■ SET TASK: Copy the lines below verbatim, beginning with the line that includes "Locate every instance of the sea in" and continuing to the end; leave out everything before it.

··· DATASET EXCERPTS ···

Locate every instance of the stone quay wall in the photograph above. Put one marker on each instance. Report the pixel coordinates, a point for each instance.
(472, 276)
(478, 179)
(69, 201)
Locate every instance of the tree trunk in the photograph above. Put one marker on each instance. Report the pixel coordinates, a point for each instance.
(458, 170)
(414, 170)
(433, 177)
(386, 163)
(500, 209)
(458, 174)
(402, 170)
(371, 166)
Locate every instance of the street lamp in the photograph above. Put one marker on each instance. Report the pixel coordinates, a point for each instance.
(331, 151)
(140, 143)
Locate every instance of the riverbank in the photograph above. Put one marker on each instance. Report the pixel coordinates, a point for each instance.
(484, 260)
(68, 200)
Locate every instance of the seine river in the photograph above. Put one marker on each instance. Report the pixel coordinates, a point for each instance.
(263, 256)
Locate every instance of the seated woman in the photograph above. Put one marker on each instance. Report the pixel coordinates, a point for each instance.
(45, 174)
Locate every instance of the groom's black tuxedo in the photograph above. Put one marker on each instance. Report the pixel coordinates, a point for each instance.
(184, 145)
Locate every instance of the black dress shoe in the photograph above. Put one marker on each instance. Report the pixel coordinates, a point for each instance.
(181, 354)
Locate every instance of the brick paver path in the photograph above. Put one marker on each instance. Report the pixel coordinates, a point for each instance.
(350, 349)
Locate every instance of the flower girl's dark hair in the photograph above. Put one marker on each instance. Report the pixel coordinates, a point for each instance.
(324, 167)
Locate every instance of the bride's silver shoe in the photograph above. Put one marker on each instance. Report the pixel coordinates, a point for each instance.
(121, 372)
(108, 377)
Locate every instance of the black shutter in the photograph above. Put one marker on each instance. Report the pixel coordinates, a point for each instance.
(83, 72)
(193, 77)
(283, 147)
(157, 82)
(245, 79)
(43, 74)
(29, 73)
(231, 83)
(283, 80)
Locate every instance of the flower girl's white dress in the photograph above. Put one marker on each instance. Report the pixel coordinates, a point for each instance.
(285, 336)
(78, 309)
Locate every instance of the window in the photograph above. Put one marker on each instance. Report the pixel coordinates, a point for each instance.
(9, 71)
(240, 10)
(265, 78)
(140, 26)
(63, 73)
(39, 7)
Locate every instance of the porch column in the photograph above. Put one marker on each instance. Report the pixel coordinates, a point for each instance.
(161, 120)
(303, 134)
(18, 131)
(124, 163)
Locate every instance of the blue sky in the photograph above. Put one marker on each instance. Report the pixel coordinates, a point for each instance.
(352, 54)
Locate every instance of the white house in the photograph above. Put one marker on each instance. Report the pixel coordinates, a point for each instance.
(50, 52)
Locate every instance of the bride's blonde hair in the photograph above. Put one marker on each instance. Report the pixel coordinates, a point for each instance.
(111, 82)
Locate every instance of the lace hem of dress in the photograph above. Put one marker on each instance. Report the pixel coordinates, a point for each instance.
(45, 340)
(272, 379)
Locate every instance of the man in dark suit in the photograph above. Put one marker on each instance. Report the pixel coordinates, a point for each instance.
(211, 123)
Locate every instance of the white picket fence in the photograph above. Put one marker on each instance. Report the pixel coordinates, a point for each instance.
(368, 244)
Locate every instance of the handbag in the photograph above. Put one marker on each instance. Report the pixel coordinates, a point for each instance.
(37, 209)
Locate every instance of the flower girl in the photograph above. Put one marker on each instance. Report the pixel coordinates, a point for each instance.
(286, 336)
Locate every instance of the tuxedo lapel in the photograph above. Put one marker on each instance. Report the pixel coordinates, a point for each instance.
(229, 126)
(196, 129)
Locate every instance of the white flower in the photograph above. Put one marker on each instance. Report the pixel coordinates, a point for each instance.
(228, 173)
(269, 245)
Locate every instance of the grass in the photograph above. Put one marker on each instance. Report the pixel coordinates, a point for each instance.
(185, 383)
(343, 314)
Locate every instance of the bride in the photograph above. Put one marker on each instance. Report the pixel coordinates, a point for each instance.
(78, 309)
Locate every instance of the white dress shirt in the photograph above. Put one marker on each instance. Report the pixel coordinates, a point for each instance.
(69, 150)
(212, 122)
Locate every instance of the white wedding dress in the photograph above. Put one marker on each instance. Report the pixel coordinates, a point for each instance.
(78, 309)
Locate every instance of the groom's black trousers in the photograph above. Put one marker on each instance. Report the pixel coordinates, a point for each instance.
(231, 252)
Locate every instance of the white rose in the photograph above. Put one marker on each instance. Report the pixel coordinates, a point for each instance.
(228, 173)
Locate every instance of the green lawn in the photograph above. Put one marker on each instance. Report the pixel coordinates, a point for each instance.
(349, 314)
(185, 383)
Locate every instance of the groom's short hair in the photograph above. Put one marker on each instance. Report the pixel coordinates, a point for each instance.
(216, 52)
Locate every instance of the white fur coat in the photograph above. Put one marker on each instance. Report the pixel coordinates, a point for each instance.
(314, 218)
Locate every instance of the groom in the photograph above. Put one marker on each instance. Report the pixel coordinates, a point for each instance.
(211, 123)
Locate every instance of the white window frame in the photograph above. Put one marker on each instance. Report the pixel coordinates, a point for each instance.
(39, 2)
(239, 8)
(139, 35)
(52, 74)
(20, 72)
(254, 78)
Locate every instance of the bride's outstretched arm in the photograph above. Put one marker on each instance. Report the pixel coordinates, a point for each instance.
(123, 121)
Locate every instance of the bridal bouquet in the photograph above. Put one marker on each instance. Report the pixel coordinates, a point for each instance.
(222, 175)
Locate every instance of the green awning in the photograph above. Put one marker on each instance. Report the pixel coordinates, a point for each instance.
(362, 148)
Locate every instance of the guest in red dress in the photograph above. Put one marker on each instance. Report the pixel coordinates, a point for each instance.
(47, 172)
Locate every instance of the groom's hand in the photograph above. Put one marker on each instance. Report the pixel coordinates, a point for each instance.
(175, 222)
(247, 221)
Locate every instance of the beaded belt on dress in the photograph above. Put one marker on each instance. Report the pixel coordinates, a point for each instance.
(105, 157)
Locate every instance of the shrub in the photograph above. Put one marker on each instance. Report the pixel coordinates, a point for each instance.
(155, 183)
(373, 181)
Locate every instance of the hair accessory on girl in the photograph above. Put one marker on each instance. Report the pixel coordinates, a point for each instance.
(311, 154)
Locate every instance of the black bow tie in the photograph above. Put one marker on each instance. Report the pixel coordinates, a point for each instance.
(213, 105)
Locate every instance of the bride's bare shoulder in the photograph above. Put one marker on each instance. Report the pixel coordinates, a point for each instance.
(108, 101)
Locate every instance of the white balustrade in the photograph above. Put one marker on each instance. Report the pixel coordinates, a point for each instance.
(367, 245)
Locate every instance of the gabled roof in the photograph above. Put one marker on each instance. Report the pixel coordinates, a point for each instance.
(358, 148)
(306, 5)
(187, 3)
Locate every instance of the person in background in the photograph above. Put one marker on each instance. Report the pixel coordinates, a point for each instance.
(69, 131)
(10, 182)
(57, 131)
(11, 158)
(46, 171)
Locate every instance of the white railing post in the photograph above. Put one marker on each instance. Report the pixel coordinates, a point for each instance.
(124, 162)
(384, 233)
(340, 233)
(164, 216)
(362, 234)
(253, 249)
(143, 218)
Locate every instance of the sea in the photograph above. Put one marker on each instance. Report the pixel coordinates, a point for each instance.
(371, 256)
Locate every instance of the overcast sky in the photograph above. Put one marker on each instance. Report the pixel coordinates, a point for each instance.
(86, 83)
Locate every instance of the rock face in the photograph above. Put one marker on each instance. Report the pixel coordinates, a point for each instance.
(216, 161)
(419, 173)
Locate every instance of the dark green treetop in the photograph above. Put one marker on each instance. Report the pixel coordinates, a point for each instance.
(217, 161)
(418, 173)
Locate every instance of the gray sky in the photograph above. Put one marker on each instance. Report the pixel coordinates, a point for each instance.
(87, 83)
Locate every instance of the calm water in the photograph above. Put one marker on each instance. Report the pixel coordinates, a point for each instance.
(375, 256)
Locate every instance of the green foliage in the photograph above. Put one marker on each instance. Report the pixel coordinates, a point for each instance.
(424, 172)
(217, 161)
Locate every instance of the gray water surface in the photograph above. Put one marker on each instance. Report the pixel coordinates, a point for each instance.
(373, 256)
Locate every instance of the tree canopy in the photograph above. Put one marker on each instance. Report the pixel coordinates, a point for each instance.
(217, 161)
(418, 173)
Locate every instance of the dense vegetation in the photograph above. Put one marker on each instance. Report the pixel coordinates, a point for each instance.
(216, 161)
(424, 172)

···

■ OUTPUT:
Locate every instance of the sea in the photograph above. Put one marker on each instance. Report the pixel coordinates, a point for each instance.
(371, 256)
Locate every instance of the overcast sky in the photograph above. Put one marker on each instance. Report the pixel coordinates, a point for each instance.
(86, 83)
Locate every instance of the rock face in the photograph above. Put one marker on each instance. Report the pixel coordinates, a point for each instance.
(216, 161)
(419, 173)
Locate every instance of the dark green treetop in the photograph above. Put one marker on each instance. Report the pixel coordinates, a point for each instance.
(217, 161)
(418, 173)
Locate every instance of the gray sky in the photograph above. Put one marker on each instance. Report the pixel coordinates, a point for each instance.
(87, 83)
Locate every instance of the calm water in the photograph above. Put one marker on each instance. Report the pixel coordinates, a point for each instance.
(375, 256)
Locate every instance of the green foliage in the photograph above. Put one marker on each instance. Report the pixel coordinates, a point for each instance.
(424, 172)
(217, 161)
Locate every instance of the gray water surface in the photograph above. Put one marker on each instance. Report the pixel coordinates, a point for each instance.
(373, 256)
Locate every instance of the tree canopy in the photograph above. Put one marker on each instance. Report the pixel coordinates, a point for each instance.
(217, 161)
(418, 173)
Locate every instance of the dense vegetation in the photograph above. Put one marker on each instance. Report the pixel coordinates, a point for each instance.
(216, 161)
(424, 172)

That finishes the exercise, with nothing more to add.